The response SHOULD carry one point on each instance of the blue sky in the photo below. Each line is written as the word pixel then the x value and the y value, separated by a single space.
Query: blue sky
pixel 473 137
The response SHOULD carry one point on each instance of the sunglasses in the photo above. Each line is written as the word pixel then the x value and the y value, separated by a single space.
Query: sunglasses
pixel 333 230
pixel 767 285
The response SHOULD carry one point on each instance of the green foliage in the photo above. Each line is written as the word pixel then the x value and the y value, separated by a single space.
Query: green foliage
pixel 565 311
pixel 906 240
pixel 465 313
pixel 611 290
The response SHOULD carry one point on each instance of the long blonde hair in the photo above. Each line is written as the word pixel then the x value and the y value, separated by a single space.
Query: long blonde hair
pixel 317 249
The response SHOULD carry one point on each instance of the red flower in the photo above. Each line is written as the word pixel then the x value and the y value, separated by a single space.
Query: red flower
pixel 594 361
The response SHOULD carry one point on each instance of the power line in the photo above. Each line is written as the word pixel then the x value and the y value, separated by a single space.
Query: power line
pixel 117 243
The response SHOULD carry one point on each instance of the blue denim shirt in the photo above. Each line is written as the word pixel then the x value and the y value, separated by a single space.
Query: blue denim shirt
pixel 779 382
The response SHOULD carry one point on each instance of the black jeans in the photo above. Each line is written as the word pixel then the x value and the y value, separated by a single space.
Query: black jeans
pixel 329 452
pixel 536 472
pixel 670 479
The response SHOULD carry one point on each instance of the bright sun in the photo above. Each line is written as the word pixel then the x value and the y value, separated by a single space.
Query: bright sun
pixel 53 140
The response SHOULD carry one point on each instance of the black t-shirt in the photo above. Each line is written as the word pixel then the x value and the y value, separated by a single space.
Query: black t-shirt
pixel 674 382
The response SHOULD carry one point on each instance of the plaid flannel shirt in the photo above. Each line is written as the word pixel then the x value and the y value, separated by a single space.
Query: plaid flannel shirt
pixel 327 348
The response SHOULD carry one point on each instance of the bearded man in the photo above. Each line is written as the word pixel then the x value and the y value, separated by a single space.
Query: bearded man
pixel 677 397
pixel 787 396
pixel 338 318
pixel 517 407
****
◆ **What you have to do**
Print out the complete data above, character for character.

◆ **Reply to the task**
The response SHOULD carry one point on each instance of the blue sky in the photo below. Each line is written as the word pixel then the x value and the y value, separated by a single space.
Query: blue sky
pixel 473 137
The response SHOULD carry one point on each instance of the sunglasses in the photo above. Each line is written as the word pixel then the x value and the y value, separated by a single space.
Query: sunglasses
pixel 333 230
pixel 767 285
The response SHOULD carry one point on each instance of the green foliage in the photo above. Each line is written as the word pixel then the x value and the y value, separated by a single space.
Query: green foliage
pixel 565 311
pixel 906 240
pixel 465 313
pixel 611 290
The response SHOULD carry one point on each instance of the long blonde hair in the photo above. Each line is written as the word pixel then the x value and the y value, separated by a single space.
Query: long blonde hair
pixel 317 249
The response SHOULD carry one point on each instance of the red flower in the photo above. Each line is written as the word pixel then the x value and the y value, separated by a single space.
Query: red flower
pixel 594 361
The response SHOULD carry one point on each instance of the power line in the photo above. Each line is written as the word pixel then the x value and the y value, separated by a single space.
Query: power line
pixel 117 243
The response SHOULD carry one point on each instance of the blue denim shirt in the photo above. Each line is written as the word pixel then the x value and the y value, separated by a single space.
Query: blue denim shirt
pixel 779 382
The response SHOULD carry one point on each instance of the black jeans in the photo above. Each line is written as the word pixel then the x value and the y value, separated by a single space.
Query: black jeans
pixel 329 452
pixel 536 472
pixel 670 479
The response SHOULD carry one point on each instance of the bright sun in the photo above. Each line is written as the word pixel then the x value and the y value, separated by a single space.
Query: bright sun
pixel 53 140
The response SHOULD carry one point on each instance of the black t-shirt in the photo above. Each line is written as the word pixel then the x value and the y value, separated by a single space.
Query: black t-shirt
pixel 674 382
The response SHOULD carry one point on each instance of the plaid flannel shirt in the photo above. Each line is written as the word pixel then the x value and the y value, separated by a single space.
Query: plaid flannel shirt
pixel 327 348
The response SHOULD carry one point on each instance of the bearded man in the photo above. Each line is written as the word pixel then the x value and the y value, separated by a single space.
Query: bearded man
pixel 677 397
pixel 787 396
pixel 338 318
pixel 517 407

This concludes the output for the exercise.